(Exercise goal) Could the entries below be retyped exactly and in full?

Natural-language object grounding data:
__________

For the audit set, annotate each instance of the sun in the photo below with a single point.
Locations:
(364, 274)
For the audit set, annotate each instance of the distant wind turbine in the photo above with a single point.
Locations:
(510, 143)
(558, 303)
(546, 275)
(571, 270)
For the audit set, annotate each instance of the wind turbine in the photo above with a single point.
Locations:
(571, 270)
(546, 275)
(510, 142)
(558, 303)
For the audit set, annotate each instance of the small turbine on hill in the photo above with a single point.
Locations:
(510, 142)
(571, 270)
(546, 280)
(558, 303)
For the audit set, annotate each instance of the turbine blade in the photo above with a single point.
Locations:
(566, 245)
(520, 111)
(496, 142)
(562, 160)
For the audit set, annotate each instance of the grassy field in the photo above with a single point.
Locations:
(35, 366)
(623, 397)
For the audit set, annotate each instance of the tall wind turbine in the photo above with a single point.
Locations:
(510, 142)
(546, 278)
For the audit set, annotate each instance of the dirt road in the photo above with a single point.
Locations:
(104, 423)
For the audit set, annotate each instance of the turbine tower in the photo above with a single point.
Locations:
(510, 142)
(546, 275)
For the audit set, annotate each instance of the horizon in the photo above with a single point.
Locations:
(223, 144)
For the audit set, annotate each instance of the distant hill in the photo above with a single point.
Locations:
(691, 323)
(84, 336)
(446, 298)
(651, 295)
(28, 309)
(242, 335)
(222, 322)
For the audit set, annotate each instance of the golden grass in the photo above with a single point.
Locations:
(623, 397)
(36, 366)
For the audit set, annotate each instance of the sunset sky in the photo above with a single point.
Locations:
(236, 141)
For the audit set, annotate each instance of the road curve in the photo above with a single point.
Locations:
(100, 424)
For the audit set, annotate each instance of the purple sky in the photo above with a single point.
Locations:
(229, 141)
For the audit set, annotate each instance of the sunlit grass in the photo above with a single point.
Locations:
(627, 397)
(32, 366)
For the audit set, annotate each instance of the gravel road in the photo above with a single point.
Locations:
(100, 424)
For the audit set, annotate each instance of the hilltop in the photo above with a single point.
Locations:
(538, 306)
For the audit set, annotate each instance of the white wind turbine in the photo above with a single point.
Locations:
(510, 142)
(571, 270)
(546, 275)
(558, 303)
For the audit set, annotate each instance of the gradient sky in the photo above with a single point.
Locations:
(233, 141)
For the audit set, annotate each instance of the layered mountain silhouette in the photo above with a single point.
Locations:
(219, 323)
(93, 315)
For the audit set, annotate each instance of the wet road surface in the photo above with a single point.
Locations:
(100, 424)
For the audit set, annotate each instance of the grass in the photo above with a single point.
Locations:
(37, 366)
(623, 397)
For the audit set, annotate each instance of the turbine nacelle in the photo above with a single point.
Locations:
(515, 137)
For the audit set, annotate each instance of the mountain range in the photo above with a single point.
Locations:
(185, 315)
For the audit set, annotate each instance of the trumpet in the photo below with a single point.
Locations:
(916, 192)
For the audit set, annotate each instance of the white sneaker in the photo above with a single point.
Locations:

__________

(Problem solution)
For the audit set, annotate each instance of the sun in the photo below with a single point.
Locations:
(364, 274)
For the audit set, annotate each instance of the distant wind turbine in the photo above with a single point.
Locations:
(510, 143)
(558, 303)
(546, 275)
(571, 270)
For the audit set, annotate each instance of the wind turbine in the photo above with a single point.
Locations:
(571, 270)
(546, 275)
(510, 142)
(558, 303)
For the audit set, annotate each instance of the small turbine on hill in the photo above with a single point.
Locations:
(510, 142)
(571, 270)
(546, 280)
(558, 303)
For the audit set, annotate each instance of the turbine blade in the photo above with a single point.
Locations:
(566, 245)
(520, 111)
(496, 142)
(562, 160)
For the audit set, annotate each instance of the grassy field in the photo above with a single point.
Locations:
(35, 366)
(623, 397)
For the audit set, annotate each instance of the tall wind turbine in the photo above with a single point.
Locations:
(510, 142)
(546, 278)
For the audit set, annotate each instance of the dirt road in the photo above with a single point.
Locations:
(104, 423)
For the audit set, annotate each instance of the turbine tower in the photo above with a single point.
Locations:
(510, 142)
(546, 275)
For the audit set, annotate each instance of the horizon in the photo above with a single point.
Locations:
(223, 144)
For the audit set, annotate each instance of the distant hill in the photo above with a single point.
Locations:
(691, 323)
(84, 336)
(446, 298)
(651, 295)
(28, 309)
(242, 335)
(222, 322)
For the audit set, annotate each instance of the golden grass in the photo above with a single point.
Locations:
(623, 397)
(36, 366)
For the audit set, annotate each instance of the sunset sky in the photo above with a single point.
Locations:
(236, 141)
For the audit set, annotate each instance of the road curve in the photo above with a single point.
Locations:
(100, 424)
For the audit set, annotate each instance of the purple sky in the photo above with a single point.
Locations:
(229, 141)
For the audit set, annotate each instance of the sunlit grass in the photo above with a single point.
Locations:
(627, 397)
(32, 366)
For the audit set, annotate each instance of the gravel road in the photo above with a single point.
Locations:
(100, 424)
For the audit set, annotate each instance of the hilltop in the photo above with a single point.
Locations:
(538, 306)
For the audit set, annotate each instance of the white wind turbine in the photo above with a single point.
Locations:
(510, 142)
(571, 270)
(546, 275)
(558, 303)
For the audit set, annotate each instance of the gradient sky in the photo above with a single point.
Locations:
(233, 141)
For the audit set, annotate each instance of the layered mountain silhouette in the photo above with a single point.
Locations:
(219, 323)
(93, 315)
For the audit set, annotate each instance of the wet road surface in the photo above with a single point.
Locations:
(100, 424)
For the audit set, annotate each instance of the grass in the photo above with a single point.
Locations:
(37, 366)
(623, 397)
For the audit set, annotate each instance of the turbine nacelle in the photo above with a single point.
Locations:
(515, 137)
For the audit set, annotate each instance of the mountain range in the photo above with a single point.
Locations:
(185, 315)
For the audit set, annotate each instance of the trumpet in the photo below with a single point.
Locations:
(916, 192)
For the audit set, annotate each instance of the white sneaker in the photo above with a single point.
Locations:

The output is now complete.